**Stated problem 1:** Gather every row containing the string "jeans" and copy each one in full. Case counts.

── Text passage ──

In this message, we learn how God challenges society’s expectations (and exceeds our own).

Invariably, when Holly and I speak
to people about dating or marriage,

which I don’t do it too much… The reason for it is
I feel like most of what I did right in marriage

was in the selection process.
I’m like, “Just pray. Pray that…”

I mean, because if you were married to
Holly, you would probably do pretty good too.

She is not hard to be married to. And I
mean that. Okay? You’re like, “Eh, you’re

just sucking up so she’ll kiss you today after
lunch and all that. You just want to look good.”

No, I’m serious about it. That’s really how I feel

about it, but I think she kind
of feels that way about me too.

We were talking the other day. I said, “I know
it’s hard to have me for a husband sometimes. I

know it’s hard. Not because I’m abusive or mean
or don’t love you, or anything like that, but

there’s so much you didn’t know about
me when you said you would marry me.”

She says this thing a lot of times. She says,
“I love everything there is to know about you.”

That makes me feel good. So, I always teach
(I know it’s an unusual Scripture to teach

about dating) from Matthew 13:44, to bring
a New Testament verse right alongside this

Old Testament story about Ruth and your
current situation. In Matthew 13:44,

it says, “The kingdom of heaven is
like treasure hidden in a field.

When a man found it, he hid it again, and then in
his joy went and sold all he had and bought that

[treasure].” No. He bought the field the treasure
was in. Jesus said the kingdom is like that.

I would say that being married is like
that. You don’t just buy the shiny stuff.

Oh, oh, oh! No, no. You buy the whole patch
of field. “I’m not marrying their family;

I’m marrying them.” But on Christmas… Guess
who you get to kick it with every Christmas.

Yeah. They’ll ask Holly, “How did
you know that Pastor Steven…?” I

remember one time at intern teaching they
said, “How did you know that he was the one?”

───
── Provided records ──

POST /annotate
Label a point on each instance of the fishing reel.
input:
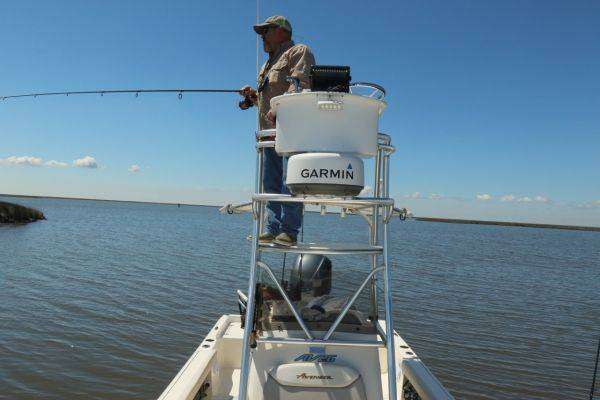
(246, 103)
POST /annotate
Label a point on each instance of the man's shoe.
(284, 239)
(266, 237)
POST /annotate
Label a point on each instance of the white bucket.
(327, 122)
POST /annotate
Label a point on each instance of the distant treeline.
(14, 213)
(521, 224)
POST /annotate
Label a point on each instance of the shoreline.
(421, 219)
(515, 224)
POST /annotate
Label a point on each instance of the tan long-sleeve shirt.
(290, 60)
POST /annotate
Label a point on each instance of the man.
(285, 59)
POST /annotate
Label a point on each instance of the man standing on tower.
(286, 59)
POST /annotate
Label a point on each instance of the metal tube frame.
(349, 304)
(382, 212)
(307, 331)
(319, 342)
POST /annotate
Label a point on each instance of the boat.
(297, 334)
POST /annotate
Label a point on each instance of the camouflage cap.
(276, 20)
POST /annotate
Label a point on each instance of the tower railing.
(382, 208)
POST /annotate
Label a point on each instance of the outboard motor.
(310, 276)
(326, 132)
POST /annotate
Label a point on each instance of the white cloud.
(367, 191)
(23, 160)
(86, 162)
(415, 195)
(56, 164)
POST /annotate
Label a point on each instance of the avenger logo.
(304, 375)
(311, 357)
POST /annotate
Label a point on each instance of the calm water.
(106, 300)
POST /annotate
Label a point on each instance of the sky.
(493, 106)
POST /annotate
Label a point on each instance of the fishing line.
(593, 388)
(137, 92)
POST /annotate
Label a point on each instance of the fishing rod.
(137, 92)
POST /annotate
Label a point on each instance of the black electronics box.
(330, 78)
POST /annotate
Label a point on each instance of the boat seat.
(315, 381)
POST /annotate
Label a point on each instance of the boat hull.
(287, 365)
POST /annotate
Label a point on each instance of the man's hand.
(250, 97)
(271, 117)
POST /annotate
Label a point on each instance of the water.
(106, 300)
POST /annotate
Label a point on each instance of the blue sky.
(494, 107)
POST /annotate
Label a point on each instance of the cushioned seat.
(315, 381)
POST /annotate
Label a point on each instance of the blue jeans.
(281, 217)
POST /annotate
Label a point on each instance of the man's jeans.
(281, 217)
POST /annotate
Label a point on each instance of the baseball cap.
(275, 20)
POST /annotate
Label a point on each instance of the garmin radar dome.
(325, 132)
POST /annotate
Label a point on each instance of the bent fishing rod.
(137, 92)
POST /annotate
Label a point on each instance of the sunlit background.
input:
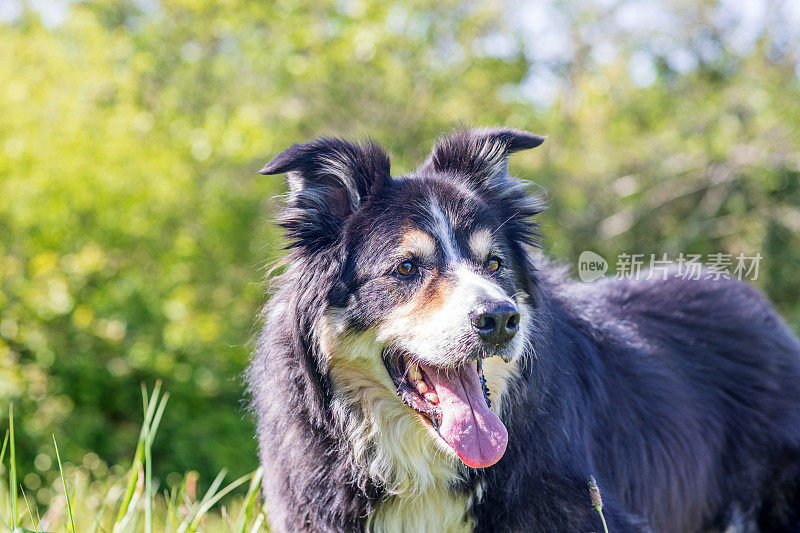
(134, 229)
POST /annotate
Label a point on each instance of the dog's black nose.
(497, 321)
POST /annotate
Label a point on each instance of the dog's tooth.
(431, 397)
(414, 373)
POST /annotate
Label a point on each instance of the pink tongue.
(476, 434)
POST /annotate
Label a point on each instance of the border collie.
(422, 368)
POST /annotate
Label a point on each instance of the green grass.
(118, 500)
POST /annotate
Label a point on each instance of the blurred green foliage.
(134, 228)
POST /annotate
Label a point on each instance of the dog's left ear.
(481, 154)
(328, 179)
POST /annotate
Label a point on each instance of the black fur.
(682, 397)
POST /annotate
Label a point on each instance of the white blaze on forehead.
(420, 244)
(444, 232)
(481, 244)
(475, 285)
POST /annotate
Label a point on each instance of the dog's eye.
(493, 264)
(406, 268)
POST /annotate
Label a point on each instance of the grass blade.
(249, 501)
(71, 522)
(208, 503)
(3, 451)
(12, 470)
(30, 512)
(150, 434)
(149, 407)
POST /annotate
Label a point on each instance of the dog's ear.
(480, 155)
(328, 180)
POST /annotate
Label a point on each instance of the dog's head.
(430, 272)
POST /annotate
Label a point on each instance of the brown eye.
(406, 268)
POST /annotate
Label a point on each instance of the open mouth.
(455, 402)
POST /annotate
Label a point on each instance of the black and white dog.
(421, 368)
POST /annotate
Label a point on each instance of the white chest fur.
(437, 510)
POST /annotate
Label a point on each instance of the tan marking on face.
(481, 244)
(418, 243)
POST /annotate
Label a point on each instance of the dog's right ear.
(328, 180)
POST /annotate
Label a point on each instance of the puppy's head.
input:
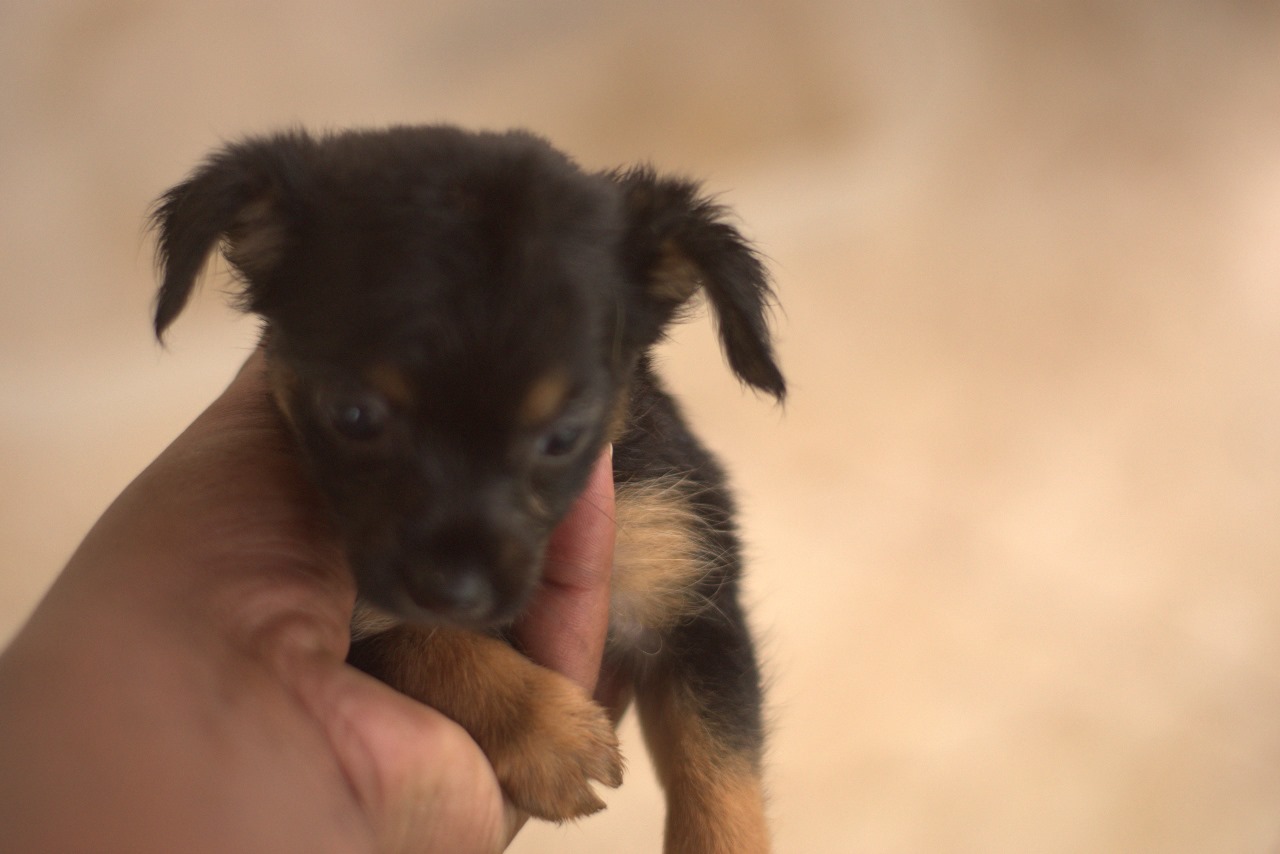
(451, 323)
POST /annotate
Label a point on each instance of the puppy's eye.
(360, 419)
(561, 441)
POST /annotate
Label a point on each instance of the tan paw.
(549, 757)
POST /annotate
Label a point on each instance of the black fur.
(416, 284)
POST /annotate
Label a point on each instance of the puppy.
(456, 324)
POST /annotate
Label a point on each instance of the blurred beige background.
(1016, 558)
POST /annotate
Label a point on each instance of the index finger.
(565, 629)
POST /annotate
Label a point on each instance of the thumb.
(421, 782)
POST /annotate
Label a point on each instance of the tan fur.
(658, 558)
(391, 382)
(545, 398)
(256, 238)
(545, 739)
(368, 621)
(675, 278)
(714, 795)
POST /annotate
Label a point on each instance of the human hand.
(182, 685)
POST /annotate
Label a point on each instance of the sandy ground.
(1014, 537)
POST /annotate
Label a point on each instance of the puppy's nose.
(456, 590)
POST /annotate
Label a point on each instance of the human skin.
(182, 686)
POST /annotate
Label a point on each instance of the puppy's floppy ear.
(677, 242)
(234, 199)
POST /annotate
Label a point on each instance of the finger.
(565, 629)
(417, 777)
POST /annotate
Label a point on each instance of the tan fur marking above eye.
(675, 278)
(545, 398)
(658, 558)
(392, 383)
(714, 795)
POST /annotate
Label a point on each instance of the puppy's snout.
(469, 572)
(457, 590)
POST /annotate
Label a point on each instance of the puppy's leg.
(547, 740)
(700, 712)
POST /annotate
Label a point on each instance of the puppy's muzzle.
(467, 572)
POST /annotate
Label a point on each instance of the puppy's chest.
(659, 563)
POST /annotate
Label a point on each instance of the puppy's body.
(455, 325)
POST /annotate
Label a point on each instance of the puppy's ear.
(677, 242)
(233, 200)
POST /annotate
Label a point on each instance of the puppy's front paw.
(548, 757)
(545, 739)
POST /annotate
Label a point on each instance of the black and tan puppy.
(456, 324)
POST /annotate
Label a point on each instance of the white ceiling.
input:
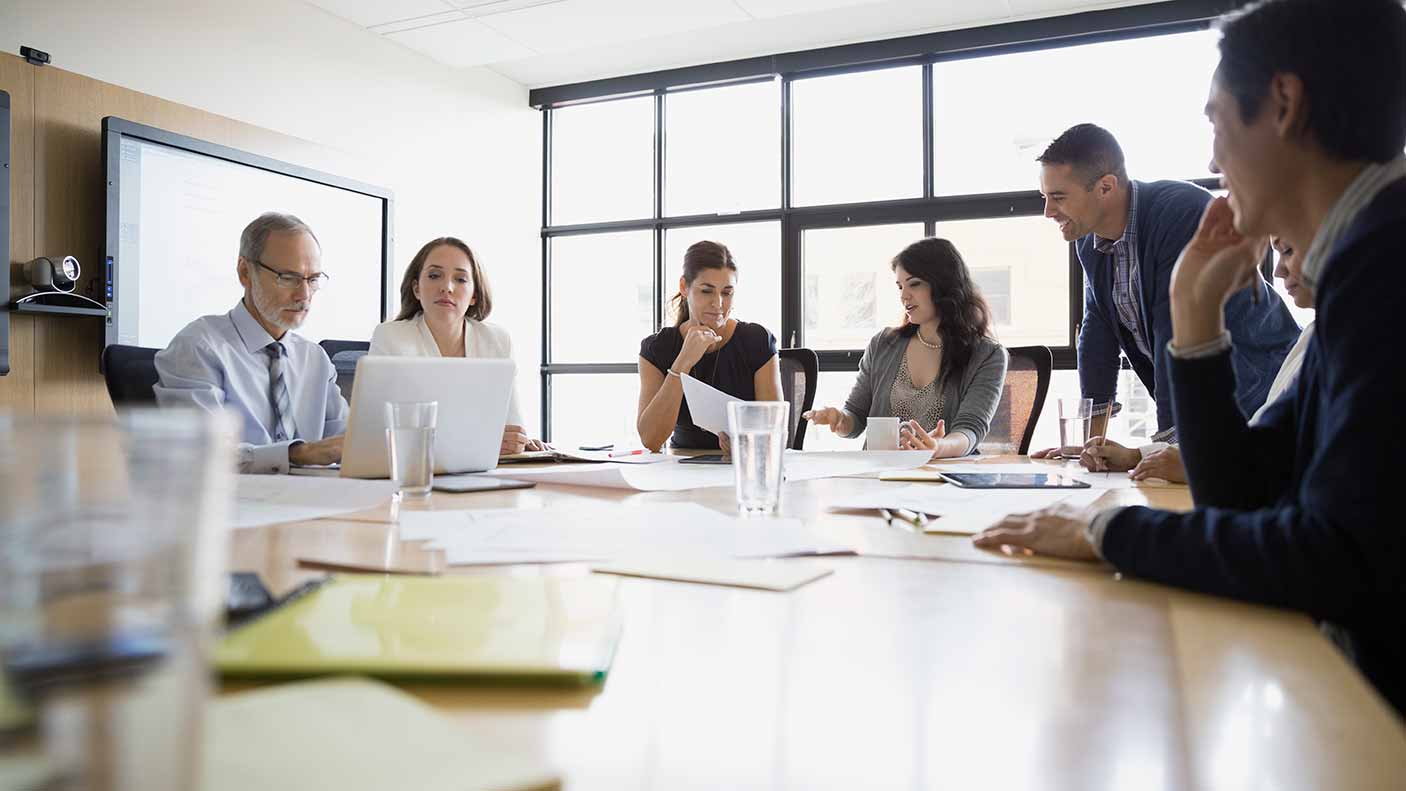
(543, 42)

───

**Stated problem 2:** In the sermon transcript, which New Testament verse does the speaker use to teach about dating?

**Exercise answer 1:**
Label a point on each instance of the blue jeans.
Label a point on each instance of the man's jeans.

**Exercise answer 2:** Matthew 13:44